Work instructions -> Copy out all of the data below line for line, changing nothing.

--------------------------------

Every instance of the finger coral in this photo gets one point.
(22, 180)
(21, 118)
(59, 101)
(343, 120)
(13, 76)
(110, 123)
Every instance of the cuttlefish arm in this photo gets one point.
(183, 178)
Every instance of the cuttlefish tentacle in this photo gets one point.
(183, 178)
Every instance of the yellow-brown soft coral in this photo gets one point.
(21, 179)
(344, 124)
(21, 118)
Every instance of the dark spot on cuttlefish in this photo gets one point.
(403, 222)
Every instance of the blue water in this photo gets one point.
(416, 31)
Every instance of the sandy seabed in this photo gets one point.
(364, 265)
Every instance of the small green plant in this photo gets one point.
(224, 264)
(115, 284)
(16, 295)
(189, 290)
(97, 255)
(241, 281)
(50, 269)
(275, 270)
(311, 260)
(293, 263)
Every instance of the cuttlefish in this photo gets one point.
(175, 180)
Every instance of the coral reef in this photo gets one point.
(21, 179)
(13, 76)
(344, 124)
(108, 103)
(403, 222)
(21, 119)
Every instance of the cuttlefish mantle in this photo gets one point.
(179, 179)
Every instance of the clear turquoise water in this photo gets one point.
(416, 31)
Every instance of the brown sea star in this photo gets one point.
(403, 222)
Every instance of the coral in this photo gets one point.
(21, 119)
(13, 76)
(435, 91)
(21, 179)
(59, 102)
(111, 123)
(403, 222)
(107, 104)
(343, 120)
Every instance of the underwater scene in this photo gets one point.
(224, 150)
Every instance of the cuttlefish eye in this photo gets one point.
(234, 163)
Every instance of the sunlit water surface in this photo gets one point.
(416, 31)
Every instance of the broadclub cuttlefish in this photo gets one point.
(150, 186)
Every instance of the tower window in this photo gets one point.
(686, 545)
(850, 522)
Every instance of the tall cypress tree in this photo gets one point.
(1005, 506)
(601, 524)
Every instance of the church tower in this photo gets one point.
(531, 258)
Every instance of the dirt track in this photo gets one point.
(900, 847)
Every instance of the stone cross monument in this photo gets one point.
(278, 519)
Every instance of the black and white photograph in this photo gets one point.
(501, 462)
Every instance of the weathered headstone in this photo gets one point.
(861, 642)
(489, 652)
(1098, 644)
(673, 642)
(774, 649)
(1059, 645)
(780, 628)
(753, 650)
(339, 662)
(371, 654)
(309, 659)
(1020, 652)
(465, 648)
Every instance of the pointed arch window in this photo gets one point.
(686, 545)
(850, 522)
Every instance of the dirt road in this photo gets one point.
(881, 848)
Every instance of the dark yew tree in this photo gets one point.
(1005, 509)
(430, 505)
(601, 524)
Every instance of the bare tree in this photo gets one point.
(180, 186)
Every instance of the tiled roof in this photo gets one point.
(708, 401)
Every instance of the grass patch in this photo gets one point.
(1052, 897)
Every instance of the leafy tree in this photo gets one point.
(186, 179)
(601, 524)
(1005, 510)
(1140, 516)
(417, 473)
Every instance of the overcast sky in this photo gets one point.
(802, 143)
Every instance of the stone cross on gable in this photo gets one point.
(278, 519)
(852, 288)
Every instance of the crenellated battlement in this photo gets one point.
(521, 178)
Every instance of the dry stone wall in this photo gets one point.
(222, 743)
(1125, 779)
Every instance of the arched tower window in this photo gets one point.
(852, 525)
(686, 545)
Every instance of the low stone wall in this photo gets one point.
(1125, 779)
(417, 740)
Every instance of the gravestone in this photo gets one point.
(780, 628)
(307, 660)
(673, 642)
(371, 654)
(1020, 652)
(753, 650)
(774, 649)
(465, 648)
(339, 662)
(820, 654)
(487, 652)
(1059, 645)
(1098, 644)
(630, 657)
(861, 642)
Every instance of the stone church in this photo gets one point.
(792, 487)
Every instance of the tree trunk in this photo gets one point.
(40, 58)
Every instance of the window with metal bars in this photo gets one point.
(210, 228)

--------------------------------

Task response ->
Every instance of the finger coral in this photo gets one point.
(22, 180)
(21, 118)
(59, 101)
(343, 120)
(13, 76)
(110, 123)
Every instance of the cuttlefish arm in this photo gets one point.
(183, 178)
Every instance of the cuttlefish tentacle in this photo gets one point.
(183, 178)
Every instance of the yellow-brown soft coral in this photo gets one point.
(21, 179)
(344, 124)
(21, 118)
Every instance of the dark spot on cuttlefish in this photo gets one point.
(403, 222)
Every instance of the blue water in this photo gets one point.
(416, 31)
Every instance of the sandy seabed in this photo gets one point.
(364, 265)
Every instance of the small green plant in this photo gets one point.
(224, 264)
(115, 284)
(16, 295)
(189, 290)
(97, 255)
(241, 281)
(50, 269)
(275, 270)
(311, 260)
(293, 263)
Every instance of the cuttlefish in this photo gets one point.
(175, 180)
Every instance of the coral reef in this photo gets one point.
(21, 179)
(13, 76)
(344, 124)
(108, 103)
(403, 222)
(21, 119)
Every instance of the cuttlefish mantle in this photo gets one point.
(179, 179)
Every instance of the clear turquoise water in this photo gets one point.
(416, 31)
Every instance of the brown sea star in this photo gets one point.
(403, 222)
Every instance of the coral in this photo gets one point.
(21, 119)
(13, 76)
(435, 91)
(21, 179)
(59, 102)
(111, 123)
(403, 222)
(107, 104)
(343, 120)
Every instance of the underwater scene in this photo gets one point.
(224, 150)
Every instance of the cuttlefish eye in this photo gets one point.
(234, 163)
Every instance of the sunlit water surface in this photo gets one point.
(416, 31)
Every instance of the broadclub cuttlefish in this photo gets one point.
(150, 186)
Every instance of the tower window in this photo gets one point.
(686, 545)
(850, 522)
Every instance of the tall cypress tree in this photo gets one point.
(1005, 506)
(601, 524)
Every instance of the church tower in this photo gets one point.
(531, 258)
Every instance of the dirt track in this photo gets one point.
(900, 847)
Every instance of the stone cross monument in this photo gets one point.
(278, 519)
Every instance of the black and white photograph in this photo gets one point.
(501, 462)
Every instance of the weathered headstone in this photo gets one point.
(861, 642)
(489, 652)
(1098, 644)
(673, 642)
(774, 649)
(1059, 645)
(780, 628)
(753, 650)
(339, 662)
(371, 654)
(309, 659)
(1020, 652)
(465, 648)
Every instance of the pointed arch window in this photo gets one point.
(686, 545)
(850, 522)
Every instance of the dirt road in this photo gets one point.
(881, 848)
Every instance of the dark yew tree in this photo gets one point.
(1005, 509)
(430, 505)
(601, 524)
Every instance of the bare tree in this photo gets one point.
(180, 186)
Every instance of the tiled roof in this photo gets one point.
(708, 401)
Every instance of the grass patch in this photo gets one point.
(1052, 897)
Every instance of the leafy tree in this photo gets one point.
(186, 179)
(601, 524)
(1005, 510)
(1140, 516)
(417, 473)
Every instance of the overcast sky in this photo gets one point.
(802, 143)
Every instance of the stone cross on gable in this photo gets one point.
(278, 519)
(852, 288)
Every instance of the crenellated battlement in this photo gets one point.
(521, 178)
Every instance of the dry stone wall in this photo gets one point.
(222, 743)
(1125, 779)
Every instance of the arched tower window in this photo gets one point.
(852, 525)
(686, 545)
Every instance of the low stone wall in this photo gets one point.
(1125, 779)
(417, 740)
Every instance of the gravestone in this photo gets one point.
(780, 628)
(307, 660)
(673, 642)
(371, 654)
(1020, 652)
(753, 650)
(774, 649)
(465, 648)
(339, 662)
(820, 654)
(487, 652)
(1059, 645)
(1098, 644)
(630, 657)
(861, 642)
Every instance of the stone church in this photo gets one point.
(792, 487)
Every instance of the tree trunk in this photo gets one point.
(40, 58)
Every instance of the window with metal bars in this photo gets one point.
(210, 228)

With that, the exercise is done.